EXERCISE BRIEF: Repeat all of the items below word for word, omitting the pictures from your answer.

#### PROVIDED DATA

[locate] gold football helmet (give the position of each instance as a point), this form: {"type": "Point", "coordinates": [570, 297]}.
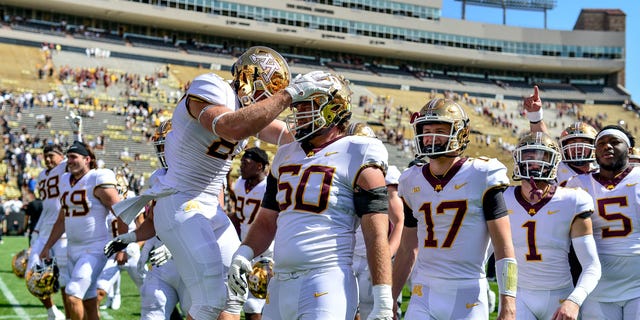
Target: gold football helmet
{"type": "Point", "coordinates": [360, 129]}
{"type": "Point", "coordinates": [578, 152]}
{"type": "Point", "coordinates": [321, 111]}
{"type": "Point", "coordinates": [634, 157]}
{"type": "Point", "coordinates": [536, 156]}
{"type": "Point", "coordinates": [258, 278]}
{"type": "Point", "coordinates": [259, 73]}
{"type": "Point", "coordinates": [19, 262]}
{"type": "Point", "coordinates": [441, 111]}
{"type": "Point", "coordinates": [158, 141]}
{"type": "Point", "coordinates": [42, 279]}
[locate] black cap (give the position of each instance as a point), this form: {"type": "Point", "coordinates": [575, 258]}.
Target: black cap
{"type": "Point", "coordinates": [79, 148]}
{"type": "Point", "coordinates": [257, 155]}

########

ANSWER TO THE PROBLEM:
[locate] gold football helmet (give the position of each instance as a point), this form: {"type": "Point", "coordinates": [570, 297]}.
Target: gold football helmet
{"type": "Point", "coordinates": [360, 129]}
{"type": "Point", "coordinates": [578, 152]}
{"type": "Point", "coordinates": [321, 111]}
{"type": "Point", "coordinates": [634, 157]}
{"type": "Point", "coordinates": [536, 156]}
{"type": "Point", "coordinates": [258, 278]}
{"type": "Point", "coordinates": [259, 73]}
{"type": "Point", "coordinates": [19, 262]}
{"type": "Point", "coordinates": [441, 111]}
{"type": "Point", "coordinates": [158, 141]}
{"type": "Point", "coordinates": [42, 279]}
[locate] black cap (give the position of each instance as a point), this form: {"type": "Point", "coordinates": [575, 258]}.
Target: black cap
{"type": "Point", "coordinates": [79, 148]}
{"type": "Point", "coordinates": [257, 155]}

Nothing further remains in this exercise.